REQUIRED ACTION ::
All of the records below should be output exactly.

Saved data entries:
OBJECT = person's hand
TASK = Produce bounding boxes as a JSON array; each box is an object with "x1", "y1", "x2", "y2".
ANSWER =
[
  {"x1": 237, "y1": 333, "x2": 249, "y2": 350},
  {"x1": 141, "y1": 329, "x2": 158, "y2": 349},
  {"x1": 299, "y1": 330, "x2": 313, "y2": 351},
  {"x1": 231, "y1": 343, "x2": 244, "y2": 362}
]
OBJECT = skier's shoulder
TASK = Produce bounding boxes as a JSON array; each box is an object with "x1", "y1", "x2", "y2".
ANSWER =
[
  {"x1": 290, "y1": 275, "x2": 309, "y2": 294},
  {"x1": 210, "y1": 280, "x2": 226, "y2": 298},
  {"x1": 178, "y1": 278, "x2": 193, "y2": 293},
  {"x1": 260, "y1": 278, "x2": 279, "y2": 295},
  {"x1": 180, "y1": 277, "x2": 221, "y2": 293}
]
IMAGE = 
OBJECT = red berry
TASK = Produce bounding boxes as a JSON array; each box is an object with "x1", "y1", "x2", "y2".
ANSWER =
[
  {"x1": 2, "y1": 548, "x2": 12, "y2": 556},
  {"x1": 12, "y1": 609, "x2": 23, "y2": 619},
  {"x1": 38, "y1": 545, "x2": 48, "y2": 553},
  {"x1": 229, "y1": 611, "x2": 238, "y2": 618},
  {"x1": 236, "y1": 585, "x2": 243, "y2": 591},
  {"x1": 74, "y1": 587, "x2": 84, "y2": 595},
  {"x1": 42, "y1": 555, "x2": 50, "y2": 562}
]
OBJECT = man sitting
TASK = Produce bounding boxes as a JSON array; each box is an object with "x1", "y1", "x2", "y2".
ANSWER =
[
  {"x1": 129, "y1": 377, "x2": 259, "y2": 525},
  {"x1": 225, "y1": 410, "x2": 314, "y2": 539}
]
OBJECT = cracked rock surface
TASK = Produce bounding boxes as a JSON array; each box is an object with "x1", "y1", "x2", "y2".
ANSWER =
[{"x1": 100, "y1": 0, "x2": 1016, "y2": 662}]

SOLUTION FOR THIS TASK ::
OBJECT = person's hand
TASK = Produce bounding boxes as a JSON array; each box is an object with "x1", "y1", "x2", "y2".
ANSWER =
[
  {"x1": 237, "y1": 333, "x2": 249, "y2": 350},
  {"x1": 141, "y1": 329, "x2": 158, "y2": 349},
  {"x1": 299, "y1": 330, "x2": 313, "y2": 351},
  {"x1": 231, "y1": 343, "x2": 244, "y2": 362}
]
OBJECT = skier's shoulder
TASK = Produce bounding boxes as a JSON array; each box is an object with "x1", "y1", "x2", "y2".
ANSWER =
[
  {"x1": 290, "y1": 275, "x2": 309, "y2": 294},
  {"x1": 210, "y1": 280, "x2": 226, "y2": 298},
  {"x1": 178, "y1": 278, "x2": 193, "y2": 293},
  {"x1": 260, "y1": 278, "x2": 279, "y2": 295},
  {"x1": 180, "y1": 277, "x2": 221, "y2": 293}
]
IMAGE = 
OBJECT = red berry
TASK = Produce bounding boxes as a JSON array; each box is an object with "x1", "y1", "x2", "y2".
ANSWER =
[
  {"x1": 2, "y1": 548, "x2": 12, "y2": 556},
  {"x1": 12, "y1": 609, "x2": 23, "y2": 619},
  {"x1": 38, "y1": 545, "x2": 48, "y2": 553},
  {"x1": 229, "y1": 611, "x2": 238, "y2": 618},
  {"x1": 236, "y1": 585, "x2": 243, "y2": 591},
  {"x1": 74, "y1": 587, "x2": 84, "y2": 595},
  {"x1": 42, "y1": 555, "x2": 50, "y2": 562}
]
OBJECT = man sitting
TASK = Produce bounding boxes as a JSON array; each box is an object with "x1", "y1", "x2", "y2".
ANSWER =
[
  {"x1": 129, "y1": 377, "x2": 259, "y2": 525},
  {"x1": 225, "y1": 410, "x2": 314, "y2": 539}
]
OBJECT = cracked rock surface
TASK = Produce bounding boxes as a JSON array; each box is an object with "x1", "y1", "x2", "y2".
ANSWER =
[{"x1": 100, "y1": 0, "x2": 1016, "y2": 662}]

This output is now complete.